PAGE EXCERPT:

** begin **

Making Up for Lost Time

by

Today I got it on.

First, after leaving the house to go get groceries, the cupboards were bare, I did the usual.

Pray.

Eat.

Drink coffee.

Write.

Meditate.

I also posted a blog here about the hideousness of the migraine I had yesterday and I actually found that I had taken photographs of the neighborhood I was in yesterday, the 16th arrondissement.  I thought I had not, surprise.

There were more surprises in store for me today.

An e-mail from my dearest sister.  I have not been in contact with her for years.  It was such a wonderful surprise, it brought tears to my eyes.  I sent her some recent photographs I have taken of Paris and shared a brief bit of what I am doing with my life.

Slow to re-establish contact, I may be, but grateful for that contact nonetheless.

My sister and I have never been close.

But she is my sister and there are things we share and things, like this blog, that would never be without her influence.

“Meet your Auntie Bubba,” she said to my eldest niece, handing over the bundled baby I had just watched be labored into this world.

“Aw, Pooh,” I said, using my own family nickname for my little sister, “can’t we let the Bubba thing die?”

“No.” She replied with conviction.

There was no arguing with her.

There usually never was.

Oh, I tried.

Yet, in the end, I usually gave up.

** end **

DIRECTION 1:
List every activity in the usual routine that the blog post about reconnecting with a sister names as one-word or short separate lines.
DIRECTION 2:
In the blog post about reconnecting with a sister, which neighborhood had the writer photographed the day before?
DIRECTION 3:
Continue the blog post about reconnecting with a sister from its final line, "Yet, in the end, I usually gave up."

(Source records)
** begin **

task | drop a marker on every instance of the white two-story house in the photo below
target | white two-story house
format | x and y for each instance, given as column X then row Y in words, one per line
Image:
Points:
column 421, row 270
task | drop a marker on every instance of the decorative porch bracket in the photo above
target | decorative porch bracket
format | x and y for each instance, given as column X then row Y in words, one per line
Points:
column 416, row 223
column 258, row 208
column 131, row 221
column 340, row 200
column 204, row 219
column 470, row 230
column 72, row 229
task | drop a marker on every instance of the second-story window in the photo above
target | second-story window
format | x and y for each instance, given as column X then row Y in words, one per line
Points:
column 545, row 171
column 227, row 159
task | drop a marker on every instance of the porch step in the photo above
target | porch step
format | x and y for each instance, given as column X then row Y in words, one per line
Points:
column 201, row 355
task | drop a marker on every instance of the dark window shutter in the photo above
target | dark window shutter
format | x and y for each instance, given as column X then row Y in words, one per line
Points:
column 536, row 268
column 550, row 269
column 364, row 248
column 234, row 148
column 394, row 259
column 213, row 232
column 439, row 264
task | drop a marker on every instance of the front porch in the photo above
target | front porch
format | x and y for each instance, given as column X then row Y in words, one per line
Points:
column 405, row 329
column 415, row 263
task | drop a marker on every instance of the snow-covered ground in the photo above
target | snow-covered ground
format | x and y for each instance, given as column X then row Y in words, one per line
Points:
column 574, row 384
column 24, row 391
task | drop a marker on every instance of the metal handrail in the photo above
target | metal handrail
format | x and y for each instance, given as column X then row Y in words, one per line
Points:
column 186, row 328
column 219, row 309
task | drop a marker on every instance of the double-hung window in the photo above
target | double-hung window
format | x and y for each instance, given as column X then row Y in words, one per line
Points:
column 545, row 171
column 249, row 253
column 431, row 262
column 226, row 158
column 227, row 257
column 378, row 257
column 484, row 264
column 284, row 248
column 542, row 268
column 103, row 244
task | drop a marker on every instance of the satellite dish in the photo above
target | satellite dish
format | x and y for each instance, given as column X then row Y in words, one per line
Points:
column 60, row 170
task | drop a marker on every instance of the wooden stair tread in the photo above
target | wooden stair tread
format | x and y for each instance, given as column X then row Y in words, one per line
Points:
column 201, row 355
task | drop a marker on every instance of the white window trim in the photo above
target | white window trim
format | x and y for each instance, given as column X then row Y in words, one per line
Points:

** end **

RESPONSE 1:
Pray, Eat, Drink coffee, Write, Meditate

RESPONSE 2:
The 16th arrondissement.

RESPONSE 3:
I lost contact with her frequently over the years.  The last time I really talked with her was about seven and a half years ago.  The last time I saw her was nearly nine years ago.

My baby sister.

We were extraordinarily close at times, though, especially between my 19th and 21st years.

We lived on and off together during those years, I helped her with my oldest niece, we shared many experiences, many challenges, a lot of moving around the country, and some crazy ass parenting, or lack thereof, from our mutual mother and father.

We were unspoken rivals.

She dated.

I did well in school.

She was the pretty one.

I was the smart one.

Or so goes the story I told myself.

I was jealous of her, and maybe she was of me.

I cannot always ascertain the truth of things any longer.  It, whatever it was, was so long ago.

“Mom!  Carmen dropped acid with a bunch of strange guys.”  My sister ratted me out.

I remember certain things.

I remember the way she smells, and how strangely ugly and devastatingly beautiful she was when she was giving birth.  I thought I would never be so beautiful.  I thought I am in the presence of something so fierce and god like it could be shattering to look on for too long.

I remember how amazing she is as an artist.  She could always draw and paint.  I never held a candle to her talent.  I also castigated myself for not being an artist.  Or as smart as she.

In the end, she was always smarter than me, with herself, with people, with my mother.

It may have been to her demise and I believe she had a longer, uglier, wilder, and much weirder journey than the one I have been on.

We are bound, though, I will not argue that, never deny that.

I wish, hope, pray, what have you, that one day I will walk with my sister along the banks of the Seine and all the old malice will drop like diving birds into the water and we will start anew, afresh, with light, and love in our eyes for each other.

And maybe a modicum of compassion and a little empathy too.

I miss my monkey.

She may have been my original love.

The first face to draw my attention, so like me, so unlike me.

Then, another surprise.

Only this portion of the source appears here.